Data supplied:
======
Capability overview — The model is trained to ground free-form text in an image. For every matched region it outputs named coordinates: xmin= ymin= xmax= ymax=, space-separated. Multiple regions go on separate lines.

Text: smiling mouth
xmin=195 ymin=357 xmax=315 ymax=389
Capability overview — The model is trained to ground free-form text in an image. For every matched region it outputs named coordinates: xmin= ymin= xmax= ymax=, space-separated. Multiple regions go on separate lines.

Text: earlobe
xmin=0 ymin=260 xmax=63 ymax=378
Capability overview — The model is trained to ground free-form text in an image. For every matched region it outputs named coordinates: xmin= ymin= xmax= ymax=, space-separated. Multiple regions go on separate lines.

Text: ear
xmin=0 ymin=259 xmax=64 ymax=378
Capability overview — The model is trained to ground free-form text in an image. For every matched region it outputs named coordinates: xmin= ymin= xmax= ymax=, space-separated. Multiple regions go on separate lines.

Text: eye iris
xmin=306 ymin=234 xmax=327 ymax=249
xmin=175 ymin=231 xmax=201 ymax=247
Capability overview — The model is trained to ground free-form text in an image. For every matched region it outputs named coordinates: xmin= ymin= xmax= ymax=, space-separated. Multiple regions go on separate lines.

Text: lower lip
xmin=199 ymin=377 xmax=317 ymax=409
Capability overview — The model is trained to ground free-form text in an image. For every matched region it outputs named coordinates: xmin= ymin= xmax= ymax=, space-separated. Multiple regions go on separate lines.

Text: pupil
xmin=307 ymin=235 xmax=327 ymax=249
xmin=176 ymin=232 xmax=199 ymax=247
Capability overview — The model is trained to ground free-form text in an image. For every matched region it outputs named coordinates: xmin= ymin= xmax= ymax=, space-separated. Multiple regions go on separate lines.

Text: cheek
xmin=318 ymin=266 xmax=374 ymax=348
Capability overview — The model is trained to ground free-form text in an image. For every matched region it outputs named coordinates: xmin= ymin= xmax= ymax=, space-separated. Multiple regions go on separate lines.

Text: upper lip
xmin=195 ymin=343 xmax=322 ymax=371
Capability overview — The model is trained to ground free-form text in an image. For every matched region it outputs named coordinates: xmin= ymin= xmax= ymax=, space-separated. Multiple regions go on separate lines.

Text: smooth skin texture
======
Reproduce the entire listing above verbatim, keeping every line in its original order.

Response for this exercise:
Capability overview — The model is trained to ground free-form text in an image. For every matched region it outputs named coordinates: xmin= ymin= xmax= ymax=, space-separated. Multiple regions go on separate lines.

Text: smiling mouth
xmin=195 ymin=357 xmax=315 ymax=389
Capability overview — The model is trained to ground free-form text in an image. For every matched region it outputs named coordinates: xmin= ymin= xmax= ymax=, space-separated. Multiple regions go on separate lines.

Text: earlobe
xmin=0 ymin=260 xmax=63 ymax=378
Capability overview — The model is trained to ground free-form text in an image. For every matched region it outputs named coordinates: xmin= ymin= xmax= ymax=, space-separated. Multiple regions go on separate lines.

Text: ear
xmin=0 ymin=259 xmax=64 ymax=378
Capability overview — The model is trained to ground free-form text in an image. For every matched region it outputs named coordinates: xmin= ymin= xmax= ymax=, space-separated. Multiple regions go on separate lines.

Text: eye iris
xmin=306 ymin=234 xmax=327 ymax=249
xmin=175 ymin=231 xmax=201 ymax=247
Capability overview — The model is trained to ground free-form text in an image. For every matched region it outputs named coordinates: xmin= ymin= xmax= ymax=, space-separated. Multiple regions go on separate lines.

Text: lower lip
xmin=199 ymin=377 xmax=317 ymax=409
Capability overview — The model is trained to ground free-form text in an image. For every matched region it outputs named coordinates: xmin= ymin= xmax= ymax=, space-separated. Multiple regions go on separate lines.

Text: pupil
xmin=307 ymin=235 xmax=327 ymax=249
xmin=176 ymin=232 xmax=199 ymax=247
Capability overview — The model is trained to ground free-form text in an image. For every matched region it outputs named coordinates: xmin= ymin= xmax= ymax=, space-separated. Multiple regions go on separate lines.

Text: cheek
xmin=318 ymin=266 xmax=374 ymax=348
Capability overview — The model is trained to ground free-form text in an image. For every matched region it outputs named coordinates: xmin= ymin= xmax= ymax=, space-separated. Multiple regions go on separate lines.

Text: upper lip
xmin=195 ymin=343 xmax=322 ymax=371
Capability overview — The model is trained to ground free-form text in an image. For every matched region it outputs named coordinates: xmin= ymin= xmax= ymax=, space-separated. Multiple regions go on separate lines.

Text: smooth skin texture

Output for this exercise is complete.